• **EXERCISE TASK**
Rewrite the entries below, changing every occurrence of "locate a point on" to "mark a single point on" and keeping everything else the same.
::::::::::
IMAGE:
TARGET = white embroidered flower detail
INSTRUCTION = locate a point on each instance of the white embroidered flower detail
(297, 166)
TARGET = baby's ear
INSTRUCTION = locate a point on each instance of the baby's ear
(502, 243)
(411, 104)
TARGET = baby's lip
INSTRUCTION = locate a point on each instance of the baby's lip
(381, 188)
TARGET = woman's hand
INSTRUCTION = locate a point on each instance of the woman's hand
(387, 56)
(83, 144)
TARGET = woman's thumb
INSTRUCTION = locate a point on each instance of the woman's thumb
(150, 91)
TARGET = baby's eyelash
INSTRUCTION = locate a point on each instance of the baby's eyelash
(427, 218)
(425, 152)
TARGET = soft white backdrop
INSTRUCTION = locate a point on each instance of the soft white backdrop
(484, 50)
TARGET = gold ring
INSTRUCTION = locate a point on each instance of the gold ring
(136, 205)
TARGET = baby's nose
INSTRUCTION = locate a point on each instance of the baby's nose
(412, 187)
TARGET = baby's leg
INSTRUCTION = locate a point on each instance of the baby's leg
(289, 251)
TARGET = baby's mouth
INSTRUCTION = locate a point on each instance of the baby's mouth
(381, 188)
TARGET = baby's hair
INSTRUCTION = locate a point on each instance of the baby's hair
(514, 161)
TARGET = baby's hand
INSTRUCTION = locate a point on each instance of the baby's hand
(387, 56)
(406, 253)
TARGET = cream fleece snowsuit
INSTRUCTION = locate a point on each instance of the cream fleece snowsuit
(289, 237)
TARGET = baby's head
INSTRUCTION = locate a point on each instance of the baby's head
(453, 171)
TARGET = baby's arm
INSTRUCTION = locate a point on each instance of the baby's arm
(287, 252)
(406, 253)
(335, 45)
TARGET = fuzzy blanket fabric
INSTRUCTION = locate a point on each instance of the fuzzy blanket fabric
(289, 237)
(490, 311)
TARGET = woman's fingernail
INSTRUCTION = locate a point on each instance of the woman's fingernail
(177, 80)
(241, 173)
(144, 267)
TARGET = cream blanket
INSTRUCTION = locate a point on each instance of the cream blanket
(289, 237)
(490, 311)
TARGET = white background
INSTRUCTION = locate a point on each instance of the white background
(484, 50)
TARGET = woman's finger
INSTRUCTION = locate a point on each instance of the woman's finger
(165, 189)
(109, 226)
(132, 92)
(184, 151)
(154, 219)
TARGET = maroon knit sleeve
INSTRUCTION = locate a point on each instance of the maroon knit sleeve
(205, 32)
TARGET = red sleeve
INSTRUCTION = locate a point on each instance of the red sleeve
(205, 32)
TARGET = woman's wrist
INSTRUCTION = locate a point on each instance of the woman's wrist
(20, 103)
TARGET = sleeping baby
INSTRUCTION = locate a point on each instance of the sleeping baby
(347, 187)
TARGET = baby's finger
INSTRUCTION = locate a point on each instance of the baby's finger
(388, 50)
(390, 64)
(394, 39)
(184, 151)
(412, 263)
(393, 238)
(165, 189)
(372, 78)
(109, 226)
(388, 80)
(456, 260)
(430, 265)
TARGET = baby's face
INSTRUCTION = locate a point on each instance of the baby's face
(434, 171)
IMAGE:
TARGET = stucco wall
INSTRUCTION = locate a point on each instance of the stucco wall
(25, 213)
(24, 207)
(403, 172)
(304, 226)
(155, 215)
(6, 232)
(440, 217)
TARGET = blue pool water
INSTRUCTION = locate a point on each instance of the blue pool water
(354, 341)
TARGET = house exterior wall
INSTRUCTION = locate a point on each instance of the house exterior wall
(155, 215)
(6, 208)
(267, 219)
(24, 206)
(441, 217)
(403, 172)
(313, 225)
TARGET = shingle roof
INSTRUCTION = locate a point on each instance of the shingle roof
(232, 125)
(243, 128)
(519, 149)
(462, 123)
::::::::::
• **TASK RESULT**
IMAGE:
TARGET = white embroidered flower detail
INSTRUCTION = mark a single point on each instance of the white embroidered flower detail
(297, 166)
TARGET = baby's ear
INSTRUCTION = mark a single point on each instance of the baby's ear
(502, 243)
(411, 104)
TARGET = baby's lip
INSTRUCTION = mark a single point on each instance of the baby's lip
(381, 188)
TARGET = woman's hand
INSTRUCTION = mark a single point on each instance of the woman's hand
(387, 56)
(83, 144)
TARGET = woman's thumb
INSTRUCTION = mark a single point on each instance of the woman's thumb
(150, 91)
TARGET = baby's eyelash
INSTRUCTION = mark a single point on each instance of the baby's eyelash
(427, 218)
(425, 152)
TARGET = soft white backdrop
INSTRUCTION = mark a single point on each instance of the soft white backdrop
(484, 50)
TARGET = gold ring
INSTRUCTION = mark a single point on each instance of the gold ring
(136, 205)
TARGET = baby's nose
INSTRUCTION = mark a single point on each instance of the baby's nose
(412, 187)
TARGET = baby's leg
INSTRUCTION = mark a single point on each instance of the baby's leg
(289, 251)
TARGET = baby's mouth
INSTRUCTION = mark a single point on each instance of the baby's mouth
(381, 188)
TARGET = baby's hair
INSTRUCTION = mark a single point on each instance of the baby's hair
(514, 161)
TARGET = baby's hand
INSTRUCTION = mark a single point on each instance of the baby's hand
(387, 56)
(406, 253)
TARGET = cream fleece snowsuit
INSTRUCTION = mark a single point on each instance of the cream fleece snowsuit
(289, 237)
TARGET = baby's head
INSTRUCTION = mark a single point on each instance of the baby's head
(453, 171)
TARGET = baby's arm
INSTRUCTION = mark a single point on each instance of the baby's arm
(287, 252)
(406, 253)
(335, 45)
TARGET = fuzzy blanket fabric
INSTRUCTION = mark a single point on each instance of the fuzzy blanket fabric
(289, 237)
(490, 311)
TARGET = woman's fingernail
INSTRUCTION = mark a single point on each instance of the woman's fingernail
(177, 80)
(241, 173)
(144, 267)
TARGET = cream blanket
INSTRUCTION = mark a single point on each instance of the cream blanket
(289, 237)
(490, 311)
TARGET = white background
INSTRUCTION = mark a single point on each instance of the white background
(484, 50)
TARGET = woman's finger
INSTRUCTION = mark a single point on each instance of the woman's finger
(165, 189)
(109, 226)
(132, 92)
(184, 151)
(154, 219)
TARGET = maroon knit sleeve
INSTRUCTION = mark a single point on each instance of the maroon knit sleeve
(205, 32)
TARGET = red sleeve
INSTRUCTION = mark a single point on each instance of the red sleeve
(205, 32)
TARGET = woman's wrist
INSTRUCTION = mark a single point on each instance of the woman's wrist
(20, 103)
TARGET = sleeping baby
INSTRUCTION = mark a single point on each instance of the sleeping baby
(347, 187)
TARGET = baby's finger
INSTRUCTION = mark a single point on each instance of the baby's finger
(388, 50)
(390, 64)
(394, 39)
(184, 151)
(412, 263)
(393, 238)
(165, 189)
(372, 78)
(109, 226)
(388, 80)
(456, 260)
(430, 265)
TARGET = baby's face
INSTRUCTION = mark a single point on each instance of the baby's face
(434, 171)
IMAGE:
TARGET = stucco wall
INSTRUCTION = mark a single point on each instance of the stucco wall
(25, 213)
(24, 207)
(403, 172)
(304, 226)
(155, 215)
(6, 232)
(440, 217)
TARGET = blue pool water
INSTRUCTION = mark a single point on each instance of the blue pool water
(354, 341)
TARGET = house exterior wall
INSTRUCTION = mark a single point on each instance of the house exterior wall
(155, 215)
(6, 208)
(267, 219)
(24, 206)
(441, 217)
(403, 172)
(313, 225)
TARGET = shingle roof
INSTRUCTION = mark a single point on each instance of the shingle roof
(232, 125)
(243, 128)
(519, 149)
(462, 123)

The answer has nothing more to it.